Exclude the pictures, then restate every entry below exactly.

• [Exercise data]
────────────────────────────────────────

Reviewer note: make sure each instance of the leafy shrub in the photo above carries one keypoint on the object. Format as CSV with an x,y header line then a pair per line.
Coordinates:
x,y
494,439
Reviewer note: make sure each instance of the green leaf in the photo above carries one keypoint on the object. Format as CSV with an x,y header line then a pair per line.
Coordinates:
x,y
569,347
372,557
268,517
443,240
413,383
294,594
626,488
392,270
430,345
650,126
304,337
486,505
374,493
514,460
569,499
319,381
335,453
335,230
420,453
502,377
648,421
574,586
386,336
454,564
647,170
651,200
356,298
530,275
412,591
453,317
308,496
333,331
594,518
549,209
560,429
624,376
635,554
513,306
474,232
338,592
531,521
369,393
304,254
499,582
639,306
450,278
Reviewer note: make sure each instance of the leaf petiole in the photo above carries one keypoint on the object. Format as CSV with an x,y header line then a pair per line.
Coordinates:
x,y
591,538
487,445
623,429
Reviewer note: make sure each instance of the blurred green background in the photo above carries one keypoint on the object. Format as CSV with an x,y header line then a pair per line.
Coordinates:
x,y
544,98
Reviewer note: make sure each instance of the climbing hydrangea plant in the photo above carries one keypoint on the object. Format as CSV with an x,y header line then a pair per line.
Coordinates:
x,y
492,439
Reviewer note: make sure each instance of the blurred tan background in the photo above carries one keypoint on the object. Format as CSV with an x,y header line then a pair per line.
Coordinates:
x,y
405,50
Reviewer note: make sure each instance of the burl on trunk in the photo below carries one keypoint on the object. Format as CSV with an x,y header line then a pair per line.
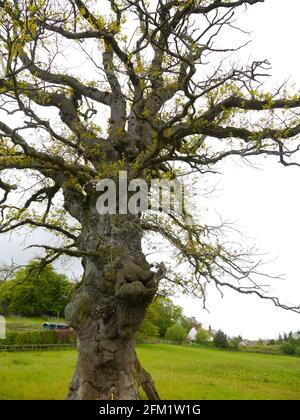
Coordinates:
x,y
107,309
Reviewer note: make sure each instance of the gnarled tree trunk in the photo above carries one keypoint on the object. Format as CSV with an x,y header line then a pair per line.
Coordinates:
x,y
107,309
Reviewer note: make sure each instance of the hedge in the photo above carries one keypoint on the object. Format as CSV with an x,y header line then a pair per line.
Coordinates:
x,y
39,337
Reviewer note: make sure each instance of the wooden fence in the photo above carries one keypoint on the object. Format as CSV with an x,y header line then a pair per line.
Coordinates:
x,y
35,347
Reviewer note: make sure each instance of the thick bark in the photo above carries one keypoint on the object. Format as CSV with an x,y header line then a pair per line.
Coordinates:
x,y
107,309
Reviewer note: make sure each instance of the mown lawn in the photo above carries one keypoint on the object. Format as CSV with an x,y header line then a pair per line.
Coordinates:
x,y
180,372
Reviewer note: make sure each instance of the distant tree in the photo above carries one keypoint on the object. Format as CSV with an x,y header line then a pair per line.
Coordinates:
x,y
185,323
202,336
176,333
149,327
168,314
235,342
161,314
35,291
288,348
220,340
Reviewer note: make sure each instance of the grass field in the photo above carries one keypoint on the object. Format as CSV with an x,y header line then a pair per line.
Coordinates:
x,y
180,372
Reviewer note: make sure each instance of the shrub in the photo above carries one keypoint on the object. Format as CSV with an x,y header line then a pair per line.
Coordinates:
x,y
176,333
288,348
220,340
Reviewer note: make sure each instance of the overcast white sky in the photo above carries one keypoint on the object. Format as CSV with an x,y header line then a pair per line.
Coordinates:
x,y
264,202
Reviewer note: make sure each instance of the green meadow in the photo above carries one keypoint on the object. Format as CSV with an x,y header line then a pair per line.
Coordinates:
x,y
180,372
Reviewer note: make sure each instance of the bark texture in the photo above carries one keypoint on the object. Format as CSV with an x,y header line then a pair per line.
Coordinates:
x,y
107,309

────────────────────────────────────────

• [Response to the task]
Reviewer note: make sure each instance of the leafy shrub in the photo above carries one keypoint on the object. Format as CSV with an x,y header line then a pair per line.
Coordinates:
x,y
494,439
Reviewer note: make sure each instance of the green leaf in the photo above carries one keypoint on the object. Format as CSV with an x,y header line then a pair per line.
Coordinates:
x,y
569,347
372,557
268,517
443,240
413,383
294,594
626,488
392,270
430,345
650,126
304,337
486,505
374,493
514,460
569,499
319,381
335,453
335,230
420,453
502,377
648,421
574,586
386,336
454,564
647,170
651,200
356,298
530,275
412,591
453,317
308,496
333,331
594,518
549,209
560,429
624,376
635,554
513,306
474,232
338,592
531,521
369,393
304,254
499,582
639,306
450,278
Reviewer note: make sure each instance of the leaf petiole in the photo above carries one keypoint on the object. Format as CSV with an x,y header line then a pair per line.
Coordinates:
x,y
591,538
487,445
623,429
Reviewer note: make sure each instance of the blurred green background in the photo above carries one keypoint on the object. Format as CSV with an x,y header line then a pair per line.
Coordinates:
x,y
544,98
Reviewer note: make sure each instance of the climbing hydrangea plant in the photo above carries one keypoint on the object. Format as CSV with an x,y header line then a pair per line.
Coordinates:
x,y
492,439
Reviewer note: make sure each instance of the blurred tan background in the photo above carries one keypoint on the object. Format as CSV with an x,y header line then a pair per line.
Coordinates:
x,y
405,50
Reviewer note: make sure each instance of the burl on trunk in the photo below carries one keypoint on the object. Format as CSV with an x,y header line then a pair per line.
Coordinates:
x,y
107,309
Reviewer note: make sure each instance of the gnarled tree trunk in the photo above carries one keypoint on the object. Format as CSV with an x,y header line then a pair per line.
Coordinates:
x,y
107,309
Reviewer note: make sure each instance of the hedge in the photo above carries one keypoint on the object. Format as CSV with an x,y header line then a pair per line.
Coordinates:
x,y
39,337
Reviewer note: make sure each instance of the wooden fence in the photo above carries one keypoint on the object. Format as CSV with an x,y header line then a pair per line.
Coordinates:
x,y
35,347
Reviewer note: make sure each instance of the thick bark in the photo above carries one keypoint on the object. Format as CSV with an x,y header line then a pair per line.
Coordinates:
x,y
107,309
Reviewer note: make sure each instance of the mown lawn in the photo above carries one keypoint on the object. Format as CSV with an x,y header line then a pair per line.
Coordinates:
x,y
180,372
Reviewer note: make sure each instance of the distant tree in the photo above carries one keypoint on the object. Format as CSV with an x,y header line then a pair per line.
Coordinates:
x,y
185,323
202,336
176,333
149,327
168,314
235,342
161,314
35,291
288,348
220,340
Reviewer note: make sure each instance of the grass field in the photo above carries one keypoint on the object. Format as CSV with an x,y header line then a pair per line.
Coordinates:
x,y
180,372
Reviewer note: make sure each instance of the shrub in the photo above carries one keypoint on the object. Format as CSV with an x,y header line then a pair per line.
Coordinates:
x,y
176,333
288,348
220,340
Reviewer note: make sure each instance of the overcast white sky in the photo above carries one keypoint on the object. Format as CSV with an x,y header line then a pair per line.
Coordinates:
x,y
264,202
Reviewer note: make sure each instance of the green meadow in the photo above carries one keypoint on the object. Format as CSV with an x,y header line then a pair per line.
Coordinates:
x,y
180,372
Reviewer note: make sure each instance of the bark texture in the photo above carries one keypoint on the object. Format as CSV with an x,y header line then a pair per line.
Coordinates:
x,y
107,309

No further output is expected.